ЧТО СДЕЛАТЬ: Продублируй слово в слово отрывок от строки, в которой есть «label the purple shirt, a point per instance.», и до самого конца строк, включая обе границы.

СТРОКИ ДАННЫХ:
* * *

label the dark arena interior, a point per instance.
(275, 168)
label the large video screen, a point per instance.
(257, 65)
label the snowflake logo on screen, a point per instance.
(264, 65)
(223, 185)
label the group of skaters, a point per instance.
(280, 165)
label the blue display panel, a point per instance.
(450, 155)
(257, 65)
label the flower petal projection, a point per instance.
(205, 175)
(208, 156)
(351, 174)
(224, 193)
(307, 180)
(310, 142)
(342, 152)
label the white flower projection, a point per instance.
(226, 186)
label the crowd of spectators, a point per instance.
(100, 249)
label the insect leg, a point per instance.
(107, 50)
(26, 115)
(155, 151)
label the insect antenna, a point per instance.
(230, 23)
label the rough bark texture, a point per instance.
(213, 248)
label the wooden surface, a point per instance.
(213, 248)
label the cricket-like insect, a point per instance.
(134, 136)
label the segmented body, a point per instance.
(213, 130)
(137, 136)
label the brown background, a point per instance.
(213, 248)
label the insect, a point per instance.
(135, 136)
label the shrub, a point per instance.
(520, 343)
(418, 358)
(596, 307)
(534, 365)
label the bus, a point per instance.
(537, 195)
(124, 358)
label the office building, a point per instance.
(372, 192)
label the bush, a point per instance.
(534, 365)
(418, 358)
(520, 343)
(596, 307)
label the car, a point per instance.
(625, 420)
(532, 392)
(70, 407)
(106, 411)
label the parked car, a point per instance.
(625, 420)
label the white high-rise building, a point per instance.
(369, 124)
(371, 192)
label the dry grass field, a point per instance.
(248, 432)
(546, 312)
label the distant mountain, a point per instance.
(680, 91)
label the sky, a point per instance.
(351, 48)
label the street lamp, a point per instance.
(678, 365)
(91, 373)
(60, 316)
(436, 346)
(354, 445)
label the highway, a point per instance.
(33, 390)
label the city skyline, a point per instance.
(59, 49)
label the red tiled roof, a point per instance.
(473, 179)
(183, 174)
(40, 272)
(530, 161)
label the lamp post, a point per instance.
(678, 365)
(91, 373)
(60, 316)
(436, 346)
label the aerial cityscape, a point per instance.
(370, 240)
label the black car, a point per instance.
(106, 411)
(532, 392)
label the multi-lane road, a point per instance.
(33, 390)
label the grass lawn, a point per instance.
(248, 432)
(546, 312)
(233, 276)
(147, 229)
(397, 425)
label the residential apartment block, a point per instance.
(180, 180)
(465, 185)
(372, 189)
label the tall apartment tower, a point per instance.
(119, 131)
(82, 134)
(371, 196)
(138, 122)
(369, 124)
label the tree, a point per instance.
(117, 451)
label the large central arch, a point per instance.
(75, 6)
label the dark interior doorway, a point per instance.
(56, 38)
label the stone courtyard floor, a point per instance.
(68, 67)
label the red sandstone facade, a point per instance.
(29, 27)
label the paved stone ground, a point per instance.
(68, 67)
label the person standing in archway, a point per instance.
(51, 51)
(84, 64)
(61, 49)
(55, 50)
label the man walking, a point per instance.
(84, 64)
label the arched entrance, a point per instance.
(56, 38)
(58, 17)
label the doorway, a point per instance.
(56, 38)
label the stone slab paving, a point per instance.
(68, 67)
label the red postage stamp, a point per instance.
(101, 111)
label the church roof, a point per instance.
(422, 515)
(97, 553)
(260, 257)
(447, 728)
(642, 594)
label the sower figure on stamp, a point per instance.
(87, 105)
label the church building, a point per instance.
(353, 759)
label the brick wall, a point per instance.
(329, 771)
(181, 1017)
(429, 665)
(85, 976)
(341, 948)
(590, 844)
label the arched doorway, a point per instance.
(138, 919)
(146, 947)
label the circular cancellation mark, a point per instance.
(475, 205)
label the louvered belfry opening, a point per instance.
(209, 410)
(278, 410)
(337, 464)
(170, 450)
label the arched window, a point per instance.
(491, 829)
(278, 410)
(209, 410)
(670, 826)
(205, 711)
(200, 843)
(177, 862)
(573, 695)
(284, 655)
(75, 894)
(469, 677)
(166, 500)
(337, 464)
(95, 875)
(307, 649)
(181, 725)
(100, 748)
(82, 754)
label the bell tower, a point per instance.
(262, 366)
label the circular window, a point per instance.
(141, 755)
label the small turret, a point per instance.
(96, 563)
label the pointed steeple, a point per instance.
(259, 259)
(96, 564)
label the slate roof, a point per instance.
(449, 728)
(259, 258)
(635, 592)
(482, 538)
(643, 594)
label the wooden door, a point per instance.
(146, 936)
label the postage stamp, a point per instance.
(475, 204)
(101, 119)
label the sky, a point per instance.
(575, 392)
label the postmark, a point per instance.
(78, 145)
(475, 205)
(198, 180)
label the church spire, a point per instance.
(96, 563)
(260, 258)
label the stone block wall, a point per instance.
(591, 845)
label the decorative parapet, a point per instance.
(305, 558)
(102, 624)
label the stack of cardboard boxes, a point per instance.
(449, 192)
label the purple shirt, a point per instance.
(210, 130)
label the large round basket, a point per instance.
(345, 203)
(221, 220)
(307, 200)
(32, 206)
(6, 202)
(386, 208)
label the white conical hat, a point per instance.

* * *

ОТВЕТ К ЗАДАНИЮ:
label the purple shirt, a point per instance.
(210, 130)
label the large round basket, a point per instance.
(345, 203)
(221, 220)
(307, 200)
(32, 206)
(6, 202)
(386, 208)
label the white conical hat, a point per instance.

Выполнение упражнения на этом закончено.